*Instructions to follow*:
Reproduce the entries that follow, exactly and in full.

Supplied records section start

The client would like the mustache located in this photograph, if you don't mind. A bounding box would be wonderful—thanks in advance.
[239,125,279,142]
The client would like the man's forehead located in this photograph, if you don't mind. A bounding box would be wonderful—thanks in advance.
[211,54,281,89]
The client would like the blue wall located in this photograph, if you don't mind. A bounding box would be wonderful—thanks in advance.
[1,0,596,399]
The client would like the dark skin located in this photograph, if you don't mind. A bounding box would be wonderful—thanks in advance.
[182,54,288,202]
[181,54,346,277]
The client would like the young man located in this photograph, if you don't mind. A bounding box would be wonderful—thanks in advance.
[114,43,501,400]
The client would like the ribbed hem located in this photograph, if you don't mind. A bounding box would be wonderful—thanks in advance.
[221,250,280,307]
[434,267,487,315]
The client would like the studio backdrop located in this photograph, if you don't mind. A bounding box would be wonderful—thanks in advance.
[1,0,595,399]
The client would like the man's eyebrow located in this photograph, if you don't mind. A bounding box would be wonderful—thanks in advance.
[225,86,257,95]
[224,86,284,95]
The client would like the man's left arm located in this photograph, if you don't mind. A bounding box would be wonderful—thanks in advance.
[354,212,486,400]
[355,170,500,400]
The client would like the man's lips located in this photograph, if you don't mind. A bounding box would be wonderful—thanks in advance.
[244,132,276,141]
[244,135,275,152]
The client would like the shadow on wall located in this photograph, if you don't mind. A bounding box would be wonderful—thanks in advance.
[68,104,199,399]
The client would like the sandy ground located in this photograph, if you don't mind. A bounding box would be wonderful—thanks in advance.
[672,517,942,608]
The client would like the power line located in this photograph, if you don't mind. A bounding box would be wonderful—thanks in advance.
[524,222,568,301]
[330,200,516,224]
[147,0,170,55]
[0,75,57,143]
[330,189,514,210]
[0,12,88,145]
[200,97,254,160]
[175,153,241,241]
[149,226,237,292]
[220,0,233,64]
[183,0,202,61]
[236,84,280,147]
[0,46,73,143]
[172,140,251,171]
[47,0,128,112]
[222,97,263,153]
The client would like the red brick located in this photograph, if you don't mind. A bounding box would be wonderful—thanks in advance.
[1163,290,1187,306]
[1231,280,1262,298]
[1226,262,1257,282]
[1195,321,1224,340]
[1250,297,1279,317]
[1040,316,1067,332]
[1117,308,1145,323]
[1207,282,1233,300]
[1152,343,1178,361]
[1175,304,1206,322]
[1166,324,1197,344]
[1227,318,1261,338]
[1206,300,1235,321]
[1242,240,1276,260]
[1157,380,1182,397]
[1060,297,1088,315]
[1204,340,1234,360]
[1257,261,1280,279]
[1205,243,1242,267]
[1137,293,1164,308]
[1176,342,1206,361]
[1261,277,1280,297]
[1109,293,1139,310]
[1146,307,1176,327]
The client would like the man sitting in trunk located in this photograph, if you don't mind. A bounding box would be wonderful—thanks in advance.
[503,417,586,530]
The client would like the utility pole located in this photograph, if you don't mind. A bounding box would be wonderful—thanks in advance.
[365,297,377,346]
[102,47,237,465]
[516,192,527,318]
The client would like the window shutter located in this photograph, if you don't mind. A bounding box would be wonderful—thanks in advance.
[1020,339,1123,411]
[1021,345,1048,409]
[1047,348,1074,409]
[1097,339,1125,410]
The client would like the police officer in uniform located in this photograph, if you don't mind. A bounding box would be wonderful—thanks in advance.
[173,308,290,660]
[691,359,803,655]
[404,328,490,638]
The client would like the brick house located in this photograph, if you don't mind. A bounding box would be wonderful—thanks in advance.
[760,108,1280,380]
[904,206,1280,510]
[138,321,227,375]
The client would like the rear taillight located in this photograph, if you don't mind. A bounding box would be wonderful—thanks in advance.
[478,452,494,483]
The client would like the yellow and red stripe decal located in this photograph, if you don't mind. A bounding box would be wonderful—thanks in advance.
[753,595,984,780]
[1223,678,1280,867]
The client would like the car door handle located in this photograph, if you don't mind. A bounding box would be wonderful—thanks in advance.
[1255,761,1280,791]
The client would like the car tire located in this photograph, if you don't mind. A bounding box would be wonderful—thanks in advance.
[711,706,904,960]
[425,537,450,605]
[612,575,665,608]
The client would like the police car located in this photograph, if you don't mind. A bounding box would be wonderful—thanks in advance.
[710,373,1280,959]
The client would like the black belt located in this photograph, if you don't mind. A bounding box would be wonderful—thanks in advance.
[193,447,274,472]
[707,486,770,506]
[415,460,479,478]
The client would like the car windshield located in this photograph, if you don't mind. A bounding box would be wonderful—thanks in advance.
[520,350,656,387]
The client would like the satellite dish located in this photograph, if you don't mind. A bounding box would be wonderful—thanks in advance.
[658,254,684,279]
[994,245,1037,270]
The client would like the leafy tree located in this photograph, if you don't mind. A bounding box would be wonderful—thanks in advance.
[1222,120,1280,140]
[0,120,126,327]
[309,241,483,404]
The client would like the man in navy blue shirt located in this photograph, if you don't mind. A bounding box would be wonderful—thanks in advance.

Supplied records section end

*Output for this exercise*:
The client would like the mustache located in this photograph, if you don't mind. A bounding box would be wonderful—thanks in advance.
[239,125,279,142]
The client would like the man's forehead located in this photograph, if you don't mind. A bounding box would be wonderful—thanks in advance.
[211,54,281,89]
The client would like the blue wall located in this photograph, if you don't mind. A bounding box would be wonderful—thanks in advance.
[1,0,596,399]
The client would like the dark skin located in this photograph, if you don't mind. A bounding box would be wonderful—thanks in advance.
[182,54,288,202]
[181,54,346,277]
The client would like the young man located in this photograph, if you don't mind. A bounding box would be wonderful—thanks in advance.
[114,43,501,400]
The client would like the ribbed hem located in this photograph, if you don't mind. A bounding box would be wonderful—thanks in advance.
[221,250,280,307]
[434,267,487,315]
The client would like the studio backdrop located in this photograph, if you don't mind. A bounding box would be wonderful—thanks in advance.
[1,0,595,399]
The client would like the man's eyebrow located in this photograph, if you don't mind. A bounding box would be wonderful—thanks in advance.
[225,86,257,95]
[224,86,284,95]
The client would like the man's left arm located in this photograph, if you don't mind. A bounding box would be wonderful—thanks in advance.
[354,212,486,400]
[355,170,500,400]
The client would like the man's lips located in this photograph, if you don't mind. A bounding box would be wonderful—thanks in advance.
[244,132,276,141]
[244,135,275,152]
The client would like the shadow on wall located in this photograph, if you don't mind. A bounding box would be wonderful—thanks in advance.
[68,104,199,399]
The client would like the sandy ground located in this photograph, if you don't mind. A bounding box would be wonderful—thanks in advance.
[672,517,942,608]
The client would like the power line located in this photograph, if you don't mind. A bounding box would be wonderful—thanks in advance.
[524,222,568,301]
[330,200,516,224]
[147,0,170,55]
[0,75,57,143]
[330,189,514,210]
[0,12,88,145]
[200,97,254,160]
[175,153,241,241]
[149,226,237,292]
[220,0,233,64]
[183,0,202,61]
[236,84,280,147]
[0,46,73,143]
[172,140,251,171]
[47,0,128,112]
[222,97,263,153]
The client would like the red brick located in this photograph, if you don't mind. A bounding box would be wonderful—thanks in advance.
[1163,290,1187,306]
[1231,280,1262,298]
[1226,262,1257,282]
[1195,321,1224,340]
[1250,297,1279,317]
[1040,316,1067,332]
[1117,308,1145,323]
[1207,282,1233,300]
[1152,343,1178,361]
[1175,304,1206,322]
[1166,324,1197,344]
[1227,318,1261,338]
[1206,300,1235,321]
[1242,240,1276,260]
[1157,380,1182,397]
[1060,297,1088,315]
[1204,340,1234,360]
[1257,261,1280,279]
[1205,243,1242,267]
[1137,293,1164,308]
[1176,342,1206,361]
[1261,277,1280,297]
[1109,293,1139,310]
[1146,307,1176,327]
The client would like the man sitting in trunk located in this photograph, if you don't mind. A bounding box would be wonderful—thanks in advance.
[503,417,586,530]
The client would like the utility pole located in this photograph, if you don't mind. A bounding box would be wonderful—thanks in advance.
[365,297,377,346]
[102,47,237,465]
[516,192,527,318]
The client would like the window shutter located in this photograph, if you don't mind. A bounding box would be wonderful—thanks in advance.
[1020,339,1123,411]
[1021,345,1048,409]
[1047,348,1074,409]
[1097,339,1125,410]
The client would like the police officer in uniform located in this photograph, if you don't mind. A bounding box would be wonderful—thanks in advance.
[173,308,290,660]
[691,359,803,655]
[404,328,490,638]
The client would like the brick house located in this photograph, if you don't mind. A bounding box would be wonderful—thanks in advance.
[760,108,1280,380]
[904,206,1280,510]
[138,321,227,375]
The client would like the rear taillight located in this photograph, if you don't mind. A bounding box would be wonderful—thanks in advance.
[478,452,494,483]
The client would like the yellow and red stripe decal located in this photograph, if you don't mind. A bounding box would be wonderful—thanks in advance.
[753,595,984,780]
[1223,678,1280,867]
The client would like the car door handle located in this photograph, if you don't mind. A bounding box would be wonderful—thanks in advance.
[1255,761,1280,791]
The client would like the car tire located in this photograph, if you don't mind. A bounding box would be wonderful—thanks in advance.
[711,706,904,960]
[425,537,450,605]
[612,575,665,608]
The client would like the police car located in this photograph, if you don't mind. A bounding box would be wonderful—thanks in advance.
[710,373,1280,959]
The client would like the black belt located in this photograph, if you don't mind. A bounding box would be wonderful—thanks in advance.
[193,447,274,472]
[707,486,770,506]
[415,460,479,478]
The client would like the car windshield located in this photograph, if you don't mind. A bounding box would be wonderful—thanks in advance.
[520,350,656,387]
The client would like the satellite dish located in this photograph, if you don't mind. A bounding box would be wonderful—thanks in advance.
[658,254,684,279]
[994,245,1037,270]
The client would like the leafy tree located in this photograph, if you don't mind. A bounding box would be wonderful—thanks in advance.
[1222,120,1280,140]
[0,120,126,327]
[309,241,483,404]
The client would like the man in navy blue shirt located in this photograph, if you don't mind. A bounding box would be wonderful—thanks in advance.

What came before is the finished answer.